Text passage -
December 18, 1998 brought me full circle as my sweet Mother passed away suddenly without warning of a massive heart attack. I am most happy to say that my Mother had made sure everyone knew how much she wanted to donate her organs. She spent over 1000 days in hospitals with me during my sickness. Her organs could not be used but her skin, eyes and bones were used. This was certainly a bit of consolation for us at that time and has grown to be a great deal of consolation for the entire family as this year has passed. Many, many families have been touched because of my transplants and also my Mother's donation.

To further show how well I am doing...I leave on October 27th for a 6 week 225 mile trek in the Himalayas in Nepal. I have been preparing for this for almost 2 years and have hiked and backpacked over 500 miles. Praise God for giving us the will and spirit to fight the good fight and also giving us the spirit of love that is the central element in being a donor family."

Problem requirements -
Can you reproduce the passage about the mother's organ donation and the Himalaya trek word for word, from start to finish?

Recorded data -
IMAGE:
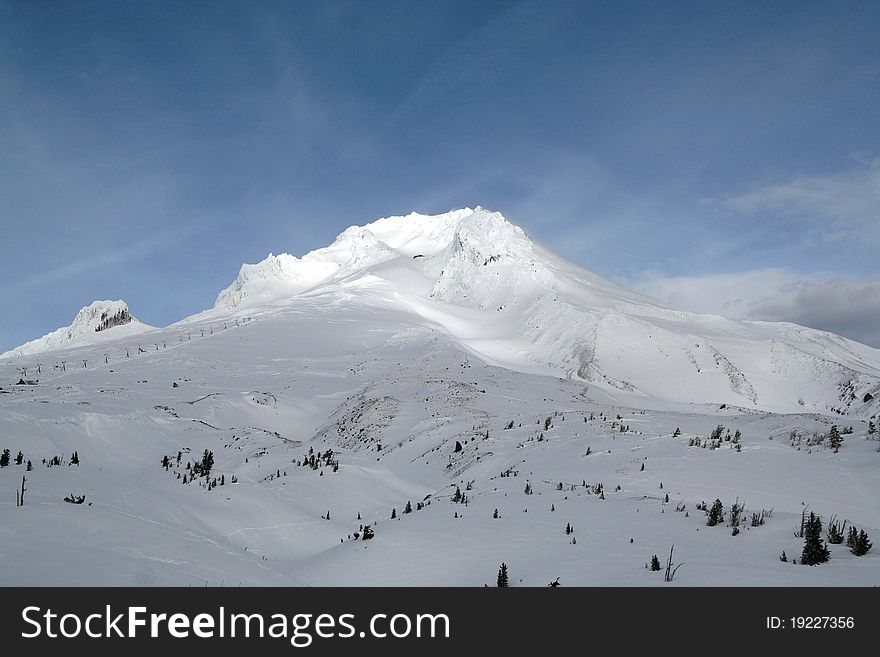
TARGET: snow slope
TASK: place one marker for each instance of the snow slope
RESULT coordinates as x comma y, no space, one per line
482,366
520,306
86,328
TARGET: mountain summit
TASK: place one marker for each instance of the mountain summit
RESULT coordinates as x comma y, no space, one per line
517,304
91,324
459,389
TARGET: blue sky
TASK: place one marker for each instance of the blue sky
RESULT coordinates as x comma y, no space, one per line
725,156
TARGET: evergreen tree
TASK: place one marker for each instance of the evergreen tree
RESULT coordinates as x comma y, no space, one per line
861,544
502,576
834,439
716,514
815,551
835,532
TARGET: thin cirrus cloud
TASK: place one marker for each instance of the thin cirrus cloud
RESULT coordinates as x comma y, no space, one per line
847,307
843,204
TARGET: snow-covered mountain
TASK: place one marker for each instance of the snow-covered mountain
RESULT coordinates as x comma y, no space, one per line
462,390
516,304
99,321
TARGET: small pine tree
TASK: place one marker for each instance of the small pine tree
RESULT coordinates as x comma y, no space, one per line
716,514
861,544
835,531
815,551
502,576
834,439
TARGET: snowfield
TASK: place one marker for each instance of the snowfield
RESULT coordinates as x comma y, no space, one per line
422,360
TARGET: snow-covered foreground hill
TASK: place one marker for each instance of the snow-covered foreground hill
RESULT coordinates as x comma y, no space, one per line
334,390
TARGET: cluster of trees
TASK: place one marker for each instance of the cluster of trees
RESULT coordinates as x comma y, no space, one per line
6,459
318,460
109,321
816,551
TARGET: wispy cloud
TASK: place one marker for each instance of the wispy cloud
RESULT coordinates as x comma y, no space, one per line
845,203
848,307
96,261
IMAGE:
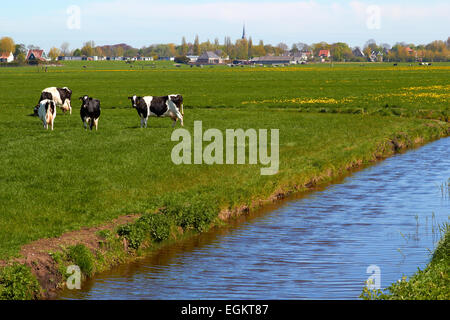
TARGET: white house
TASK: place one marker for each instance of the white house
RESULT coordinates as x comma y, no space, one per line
6,57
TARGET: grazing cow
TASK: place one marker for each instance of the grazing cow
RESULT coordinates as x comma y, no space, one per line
90,112
61,97
167,106
47,112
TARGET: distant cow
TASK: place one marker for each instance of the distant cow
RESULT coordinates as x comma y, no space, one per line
47,112
90,112
167,106
61,97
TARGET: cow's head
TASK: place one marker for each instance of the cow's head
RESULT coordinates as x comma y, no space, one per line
134,101
68,93
177,99
84,101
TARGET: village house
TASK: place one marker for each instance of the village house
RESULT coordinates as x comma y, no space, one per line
357,52
69,58
302,56
209,57
324,54
273,60
6,57
193,59
36,56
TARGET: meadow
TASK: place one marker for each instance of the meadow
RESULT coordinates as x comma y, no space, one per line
330,118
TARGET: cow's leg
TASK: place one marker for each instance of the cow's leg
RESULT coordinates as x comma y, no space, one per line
179,116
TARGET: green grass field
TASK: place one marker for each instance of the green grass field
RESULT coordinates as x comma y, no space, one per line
328,117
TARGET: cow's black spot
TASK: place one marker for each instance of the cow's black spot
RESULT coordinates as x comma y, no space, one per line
159,105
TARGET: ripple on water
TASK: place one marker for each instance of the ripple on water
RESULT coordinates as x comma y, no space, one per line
316,247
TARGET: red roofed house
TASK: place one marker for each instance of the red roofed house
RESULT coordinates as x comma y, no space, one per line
324,53
6,57
36,55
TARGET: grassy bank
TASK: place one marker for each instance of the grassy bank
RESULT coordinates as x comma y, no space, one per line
52,183
432,283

Result below -
December 18, 1998 brought me full circle as my sweet Mother passed away suddenly without warning of a massive heart attack. I am most happy to say that my Mother had made sure everyone knew how much she wanted to donate her organs. She spent over 1000 days in hospitals with me during my sickness. Her organs could not be used but her skin, eyes and bones were used. This was certainly a bit of consolation for us at that time and has grown to be a great deal of consolation for the entire family as this year has passed. Many, many families have been touched because of my transplants and also my Mother's donation.

To further show how well I am doing...I leave on October 27th for a 6 week 225 mile trek in the Himalayas in Nepal. I have been preparing for this for almost 2 years and have hiked and backpacked over 500 miles. Praise God for giving us the will and spirit to fight the good fight and also giving us the spirit of love that is the central element in being a donor family."